Your instructions: Reproduce every one of the entries below word for word, omitting the pictures.

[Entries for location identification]
## Start

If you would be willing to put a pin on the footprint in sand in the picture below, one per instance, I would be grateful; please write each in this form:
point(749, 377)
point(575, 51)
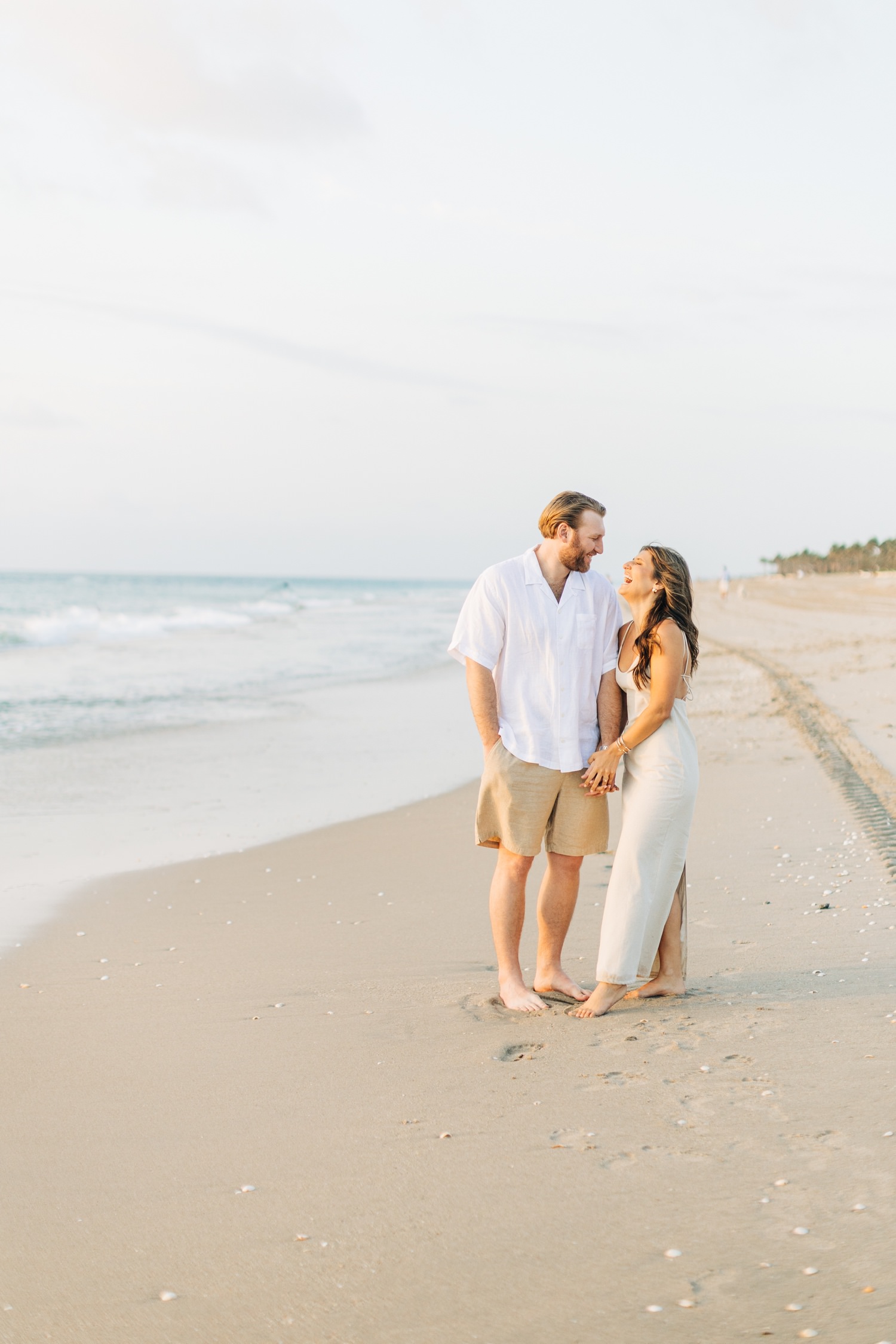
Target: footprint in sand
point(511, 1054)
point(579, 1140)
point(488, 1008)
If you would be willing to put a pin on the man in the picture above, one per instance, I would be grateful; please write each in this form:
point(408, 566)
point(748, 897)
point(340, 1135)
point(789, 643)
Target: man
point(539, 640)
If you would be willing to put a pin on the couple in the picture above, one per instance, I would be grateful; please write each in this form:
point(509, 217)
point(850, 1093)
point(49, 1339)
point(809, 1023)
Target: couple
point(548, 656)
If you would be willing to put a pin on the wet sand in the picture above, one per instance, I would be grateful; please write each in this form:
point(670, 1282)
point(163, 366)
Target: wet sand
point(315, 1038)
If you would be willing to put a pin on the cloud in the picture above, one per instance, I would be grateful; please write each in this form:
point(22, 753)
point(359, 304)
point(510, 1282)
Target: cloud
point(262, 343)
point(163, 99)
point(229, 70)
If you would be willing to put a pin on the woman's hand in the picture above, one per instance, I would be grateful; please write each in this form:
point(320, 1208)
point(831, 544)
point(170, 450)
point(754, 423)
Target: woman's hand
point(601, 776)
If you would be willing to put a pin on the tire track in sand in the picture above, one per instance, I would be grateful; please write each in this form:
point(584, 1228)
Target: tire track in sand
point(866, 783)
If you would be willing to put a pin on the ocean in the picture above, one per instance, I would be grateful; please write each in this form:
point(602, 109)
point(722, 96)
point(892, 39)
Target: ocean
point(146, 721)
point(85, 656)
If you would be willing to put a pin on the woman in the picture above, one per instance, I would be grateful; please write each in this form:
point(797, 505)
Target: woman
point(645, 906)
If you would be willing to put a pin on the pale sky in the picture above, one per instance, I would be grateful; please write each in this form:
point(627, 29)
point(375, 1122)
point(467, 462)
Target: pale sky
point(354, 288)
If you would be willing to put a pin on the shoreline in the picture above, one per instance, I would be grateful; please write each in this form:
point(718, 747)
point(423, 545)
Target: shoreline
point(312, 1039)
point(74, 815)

## End

Response to the task:
If you would be willing to put a pin on the footprint in sand in the picture below, one per instance, I would be grateful; please write each in this form:
point(749, 377)
point(575, 51)
Target: footprint in sand
point(511, 1054)
point(579, 1140)
point(488, 1008)
If you would be willing to put a pin on the man in the picture above, one per instance, I would be grateful; please write each in this form:
point(408, 566)
point(748, 897)
point(340, 1135)
point(789, 643)
Target: man
point(539, 640)
If you would be willing to put a pin on the couple in the picture above, one per instance, I would be grateful; please write each in this form:
point(509, 217)
point(850, 1093)
point(49, 1339)
point(809, 1023)
Target: couple
point(548, 656)
If you would be willing to put a pin on the wet sand in the picture above, one per instance, I would be grateful; please write each in this form:
point(670, 1282)
point(163, 366)
Target: wet sand
point(315, 1038)
If you would be willing to put a pin on the cloud in the picture above, one per instance, I would be grateful; please write each in this form:
point(22, 753)
point(359, 304)
point(510, 1282)
Target: cloud
point(262, 343)
point(163, 99)
point(229, 70)
If you would be willing to put a pin on the woman's hand in the picture above, one per instance, I would be grateful; please write each in this form:
point(320, 1208)
point(831, 544)
point(170, 450)
point(754, 423)
Target: woman's hand
point(601, 776)
If you would be willing to put a pin on the tire track in sand in the picture above, one per instance, I would be grateful; please write each in this form:
point(584, 1228)
Target: tire track in sand
point(866, 783)
If you would be willing to put a pin on the ocean in the picture above, one per instance, I would be grateful; please write each in this form:
point(602, 109)
point(722, 96)
point(892, 39)
Target: ocean
point(146, 721)
point(85, 656)
If you would be willing to put a pin on the woman in the picture above, one per instance, I would be grateful; please write each in this form:
point(797, 505)
Target: woman
point(645, 906)
If you would be willing to put a pin on the pale sky in the picture above, one per instance, I would be grateful; please write each in this form:
point(627, 29)
point(375, 1122)
point(467, 462)
Target: pale sky
point(354, 288)
If you would be willing to put a pin on the shoreline in the picture above, one per instance, I would be grateful; please write each in this form:
point(718, 747)
point(423, 545)
Target: shoreline
point(312, 1039)
point(74, 815)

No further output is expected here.